Determine how many lines below contain the string "cutting" and give that number without anything else.
BEGIN Task material
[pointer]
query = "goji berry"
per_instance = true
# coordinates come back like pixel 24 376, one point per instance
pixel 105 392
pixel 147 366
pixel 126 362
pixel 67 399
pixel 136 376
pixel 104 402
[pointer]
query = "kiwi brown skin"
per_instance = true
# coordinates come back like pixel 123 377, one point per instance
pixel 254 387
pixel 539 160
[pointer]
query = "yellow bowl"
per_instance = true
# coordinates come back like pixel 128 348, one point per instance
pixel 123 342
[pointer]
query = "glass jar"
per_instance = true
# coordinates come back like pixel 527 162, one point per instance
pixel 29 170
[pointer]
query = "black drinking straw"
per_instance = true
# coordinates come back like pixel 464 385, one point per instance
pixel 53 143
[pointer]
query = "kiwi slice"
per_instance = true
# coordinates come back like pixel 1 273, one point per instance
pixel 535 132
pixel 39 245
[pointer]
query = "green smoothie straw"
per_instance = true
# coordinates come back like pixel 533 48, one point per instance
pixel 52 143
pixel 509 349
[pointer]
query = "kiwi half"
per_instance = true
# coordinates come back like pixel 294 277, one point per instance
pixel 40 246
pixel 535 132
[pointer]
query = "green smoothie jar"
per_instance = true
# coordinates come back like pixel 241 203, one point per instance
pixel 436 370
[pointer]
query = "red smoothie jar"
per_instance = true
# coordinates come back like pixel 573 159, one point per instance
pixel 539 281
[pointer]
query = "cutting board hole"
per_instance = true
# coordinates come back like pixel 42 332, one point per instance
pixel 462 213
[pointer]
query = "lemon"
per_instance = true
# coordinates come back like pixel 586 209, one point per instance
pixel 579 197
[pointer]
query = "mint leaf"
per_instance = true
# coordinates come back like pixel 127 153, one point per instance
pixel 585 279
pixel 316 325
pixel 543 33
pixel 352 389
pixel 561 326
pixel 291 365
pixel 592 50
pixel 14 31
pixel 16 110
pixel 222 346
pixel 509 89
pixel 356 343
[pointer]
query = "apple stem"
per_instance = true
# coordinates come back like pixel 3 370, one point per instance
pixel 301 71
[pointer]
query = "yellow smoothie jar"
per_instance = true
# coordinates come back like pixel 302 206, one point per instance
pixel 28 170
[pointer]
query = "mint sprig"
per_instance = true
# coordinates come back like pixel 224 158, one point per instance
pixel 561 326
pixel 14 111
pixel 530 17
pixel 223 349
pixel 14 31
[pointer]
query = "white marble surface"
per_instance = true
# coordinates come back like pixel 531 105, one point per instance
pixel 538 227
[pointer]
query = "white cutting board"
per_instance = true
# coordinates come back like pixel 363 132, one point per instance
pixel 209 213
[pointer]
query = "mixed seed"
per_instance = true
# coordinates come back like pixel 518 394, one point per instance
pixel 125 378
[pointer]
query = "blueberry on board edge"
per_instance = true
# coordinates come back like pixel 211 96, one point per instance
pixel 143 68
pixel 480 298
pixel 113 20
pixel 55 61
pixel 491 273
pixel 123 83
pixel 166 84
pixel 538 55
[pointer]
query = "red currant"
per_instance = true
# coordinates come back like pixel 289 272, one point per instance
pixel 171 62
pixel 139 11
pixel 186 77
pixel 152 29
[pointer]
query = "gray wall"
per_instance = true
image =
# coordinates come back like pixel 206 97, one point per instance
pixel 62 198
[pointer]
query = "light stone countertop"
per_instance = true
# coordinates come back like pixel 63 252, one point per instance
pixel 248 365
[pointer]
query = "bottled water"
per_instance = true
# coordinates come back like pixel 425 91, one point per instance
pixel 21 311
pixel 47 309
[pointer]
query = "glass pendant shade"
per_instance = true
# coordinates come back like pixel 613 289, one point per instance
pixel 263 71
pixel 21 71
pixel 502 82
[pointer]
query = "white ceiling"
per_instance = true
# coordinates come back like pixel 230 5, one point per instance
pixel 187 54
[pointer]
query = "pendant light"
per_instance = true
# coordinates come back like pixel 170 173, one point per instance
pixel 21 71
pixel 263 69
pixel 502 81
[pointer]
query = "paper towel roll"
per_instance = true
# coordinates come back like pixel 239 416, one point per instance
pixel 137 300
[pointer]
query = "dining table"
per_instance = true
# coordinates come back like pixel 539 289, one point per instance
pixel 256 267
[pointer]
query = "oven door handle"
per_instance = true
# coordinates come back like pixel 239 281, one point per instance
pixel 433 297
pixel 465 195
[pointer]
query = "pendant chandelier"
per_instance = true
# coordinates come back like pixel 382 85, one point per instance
END Task material
__Your response__. 2